### Task item
Go through the following data and transcribe exactly the stretch of lines from the one holding "Query: soup broth" to the one holding "Need: a pin on each instance of the folded", both included.

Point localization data
===============
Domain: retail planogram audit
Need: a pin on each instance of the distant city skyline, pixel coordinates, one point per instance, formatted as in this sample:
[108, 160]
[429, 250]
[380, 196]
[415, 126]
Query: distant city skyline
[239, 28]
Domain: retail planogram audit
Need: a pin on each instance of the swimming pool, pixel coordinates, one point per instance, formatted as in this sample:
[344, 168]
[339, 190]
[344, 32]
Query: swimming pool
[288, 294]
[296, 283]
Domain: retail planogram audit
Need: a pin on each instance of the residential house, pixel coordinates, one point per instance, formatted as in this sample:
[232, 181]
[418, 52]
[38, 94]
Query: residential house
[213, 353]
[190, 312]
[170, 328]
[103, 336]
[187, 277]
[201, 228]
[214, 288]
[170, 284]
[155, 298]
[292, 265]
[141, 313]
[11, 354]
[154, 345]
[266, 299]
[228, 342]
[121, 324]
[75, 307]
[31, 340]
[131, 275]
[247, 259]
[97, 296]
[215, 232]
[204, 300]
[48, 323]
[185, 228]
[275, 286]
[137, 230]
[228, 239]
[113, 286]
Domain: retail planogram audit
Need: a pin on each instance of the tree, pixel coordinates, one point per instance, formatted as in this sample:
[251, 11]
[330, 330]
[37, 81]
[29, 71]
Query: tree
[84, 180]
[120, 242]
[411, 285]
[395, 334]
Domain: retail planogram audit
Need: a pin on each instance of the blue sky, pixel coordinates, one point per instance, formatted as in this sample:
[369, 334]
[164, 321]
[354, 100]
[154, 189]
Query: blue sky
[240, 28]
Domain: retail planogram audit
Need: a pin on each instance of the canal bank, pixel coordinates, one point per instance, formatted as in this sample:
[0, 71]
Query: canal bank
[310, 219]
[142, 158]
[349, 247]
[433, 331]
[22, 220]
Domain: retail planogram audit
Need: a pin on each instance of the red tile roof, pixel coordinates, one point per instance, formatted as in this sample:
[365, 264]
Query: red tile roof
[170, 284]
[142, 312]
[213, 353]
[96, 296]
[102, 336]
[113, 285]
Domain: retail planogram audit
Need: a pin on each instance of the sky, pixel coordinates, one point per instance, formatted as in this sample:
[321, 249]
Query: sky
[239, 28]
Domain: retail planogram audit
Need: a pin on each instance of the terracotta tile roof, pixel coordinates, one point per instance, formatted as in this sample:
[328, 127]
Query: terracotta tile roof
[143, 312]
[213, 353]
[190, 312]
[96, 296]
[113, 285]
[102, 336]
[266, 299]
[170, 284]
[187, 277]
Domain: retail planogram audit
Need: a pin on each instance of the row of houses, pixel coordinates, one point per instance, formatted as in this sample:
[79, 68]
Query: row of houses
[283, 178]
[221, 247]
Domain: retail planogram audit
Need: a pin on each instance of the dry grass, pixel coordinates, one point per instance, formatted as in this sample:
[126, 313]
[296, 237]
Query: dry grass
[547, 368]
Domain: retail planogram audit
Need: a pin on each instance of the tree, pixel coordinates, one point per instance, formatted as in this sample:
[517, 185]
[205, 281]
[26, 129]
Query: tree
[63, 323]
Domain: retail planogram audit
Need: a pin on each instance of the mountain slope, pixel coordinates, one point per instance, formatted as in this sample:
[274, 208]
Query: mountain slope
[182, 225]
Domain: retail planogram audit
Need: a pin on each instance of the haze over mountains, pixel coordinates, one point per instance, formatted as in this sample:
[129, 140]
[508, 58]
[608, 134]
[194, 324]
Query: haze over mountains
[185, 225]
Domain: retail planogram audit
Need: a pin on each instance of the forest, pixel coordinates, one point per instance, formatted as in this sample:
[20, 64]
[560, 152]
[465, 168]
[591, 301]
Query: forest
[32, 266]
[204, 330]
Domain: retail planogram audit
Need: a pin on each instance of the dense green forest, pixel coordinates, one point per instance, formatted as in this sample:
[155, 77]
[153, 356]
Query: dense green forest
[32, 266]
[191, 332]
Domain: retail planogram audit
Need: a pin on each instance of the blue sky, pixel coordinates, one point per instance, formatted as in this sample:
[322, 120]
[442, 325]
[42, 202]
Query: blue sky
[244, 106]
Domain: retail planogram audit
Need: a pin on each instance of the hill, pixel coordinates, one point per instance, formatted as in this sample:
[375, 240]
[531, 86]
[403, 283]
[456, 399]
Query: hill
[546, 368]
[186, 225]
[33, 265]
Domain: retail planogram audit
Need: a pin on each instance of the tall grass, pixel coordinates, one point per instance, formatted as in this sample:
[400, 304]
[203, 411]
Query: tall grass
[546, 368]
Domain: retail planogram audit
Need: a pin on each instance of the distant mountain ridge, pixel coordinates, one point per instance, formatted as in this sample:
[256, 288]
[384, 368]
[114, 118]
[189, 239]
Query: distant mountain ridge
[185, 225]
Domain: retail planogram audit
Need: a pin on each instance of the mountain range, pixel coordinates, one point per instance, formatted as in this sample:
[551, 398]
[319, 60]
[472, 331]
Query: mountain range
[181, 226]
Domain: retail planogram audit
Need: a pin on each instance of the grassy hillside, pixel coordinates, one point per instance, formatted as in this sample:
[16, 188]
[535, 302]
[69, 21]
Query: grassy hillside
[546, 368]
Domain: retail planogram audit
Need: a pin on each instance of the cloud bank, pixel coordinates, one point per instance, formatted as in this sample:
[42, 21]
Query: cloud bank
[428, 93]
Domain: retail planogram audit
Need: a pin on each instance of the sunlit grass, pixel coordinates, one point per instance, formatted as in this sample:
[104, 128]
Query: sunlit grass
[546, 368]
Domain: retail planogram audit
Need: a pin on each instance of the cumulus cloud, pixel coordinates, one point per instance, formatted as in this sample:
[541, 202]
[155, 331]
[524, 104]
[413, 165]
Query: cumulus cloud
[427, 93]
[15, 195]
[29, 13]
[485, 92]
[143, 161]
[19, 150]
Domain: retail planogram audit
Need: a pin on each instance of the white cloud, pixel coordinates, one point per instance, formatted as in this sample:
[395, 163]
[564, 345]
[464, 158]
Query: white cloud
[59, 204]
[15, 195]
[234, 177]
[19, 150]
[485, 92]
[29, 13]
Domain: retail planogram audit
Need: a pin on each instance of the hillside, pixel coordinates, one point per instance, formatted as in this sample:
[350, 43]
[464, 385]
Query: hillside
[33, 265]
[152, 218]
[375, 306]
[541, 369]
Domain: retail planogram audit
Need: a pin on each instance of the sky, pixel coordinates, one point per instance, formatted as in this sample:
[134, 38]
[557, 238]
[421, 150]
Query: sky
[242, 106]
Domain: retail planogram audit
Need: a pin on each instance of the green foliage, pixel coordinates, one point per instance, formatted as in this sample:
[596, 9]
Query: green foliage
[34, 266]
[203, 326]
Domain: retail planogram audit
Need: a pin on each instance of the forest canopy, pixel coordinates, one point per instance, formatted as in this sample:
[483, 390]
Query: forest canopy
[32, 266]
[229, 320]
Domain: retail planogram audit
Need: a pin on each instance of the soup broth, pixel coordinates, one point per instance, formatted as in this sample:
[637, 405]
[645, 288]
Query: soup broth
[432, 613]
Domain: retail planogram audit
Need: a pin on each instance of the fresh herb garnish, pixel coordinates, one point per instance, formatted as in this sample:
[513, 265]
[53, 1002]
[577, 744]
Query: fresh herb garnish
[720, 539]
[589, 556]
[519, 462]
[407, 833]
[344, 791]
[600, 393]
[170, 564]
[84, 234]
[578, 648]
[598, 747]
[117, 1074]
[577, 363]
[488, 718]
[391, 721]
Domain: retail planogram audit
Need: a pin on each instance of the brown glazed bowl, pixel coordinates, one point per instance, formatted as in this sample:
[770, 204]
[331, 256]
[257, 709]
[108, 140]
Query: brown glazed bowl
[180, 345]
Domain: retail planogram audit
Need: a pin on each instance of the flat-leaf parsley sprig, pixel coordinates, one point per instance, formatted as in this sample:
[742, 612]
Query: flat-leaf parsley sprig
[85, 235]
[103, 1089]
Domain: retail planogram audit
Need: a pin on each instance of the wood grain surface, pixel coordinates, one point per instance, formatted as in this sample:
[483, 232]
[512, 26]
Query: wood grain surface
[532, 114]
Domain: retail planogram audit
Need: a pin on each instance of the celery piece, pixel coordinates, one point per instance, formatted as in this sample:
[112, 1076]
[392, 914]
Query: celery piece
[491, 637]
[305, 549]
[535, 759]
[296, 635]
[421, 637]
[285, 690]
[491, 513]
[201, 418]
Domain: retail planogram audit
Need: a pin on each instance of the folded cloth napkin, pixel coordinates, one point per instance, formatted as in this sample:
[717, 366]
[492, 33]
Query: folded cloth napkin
===============
### Solution to this task
Query: soup broth
[432, 613]
Domain: retail planogram audit
Need: a pin on each instance of the fresh herb garnish, pixel coordinates, one point per instance, formatted as in this sample:
[513, 265]
[53, 1002]
[577, 744]
Query: fresh herb garnish
[720, 539]
[589, 556]
[519, 462]
[407, 833]
[344, 791]
[600, 393]
[170, 564]
[84, 234]
[578, 648]
[598, 747]
[117, 1074]
[577, 363]
[488, 718]
[391, 721]
Domain: retail planogram audit
Need: a pin on each instance of the brown glazed bowl, pixel coordinates, one point per instance, formatted as in this sample:
[770, 204]
[331, 256]
[257, 709]
[108, 140]
Query: brown glazed bowl
[180, 345]
Domain: retail planogram audit
Need: a pin on each instance of the flat-leaf parsley sprig, pixel coordinates, one point per instance, formatted as in this sample:
[742, 612]
Query: flat-leaf parsley sprig
[85, 235]
[103, 1089]
Domain: retail planogram audit
Need: a pin on each instance of the wood grain surface, pixel coordinates, one point per instance, formatted as in this sample:
[483, 232]
[512, 26]
Query: wood grain surface
[532, 114]
Domain: retail planogram audit
Need: a pin on each instance of the celery piece, pixel coordinates, one point per instance, formatted as in this sample:
[112, 1076]
[392, 914]
Query: celery piece
[491, 637]
[305, 549]
[535, 759]
[296, 635]
[421, 637]
[285, 690]
[491, 513]
[201, 418]
Domain: retail planogram audit
Need: a pin on each instance of the folded cloth napkin, pixel coordinates, one point per instance, formatted as in this sample:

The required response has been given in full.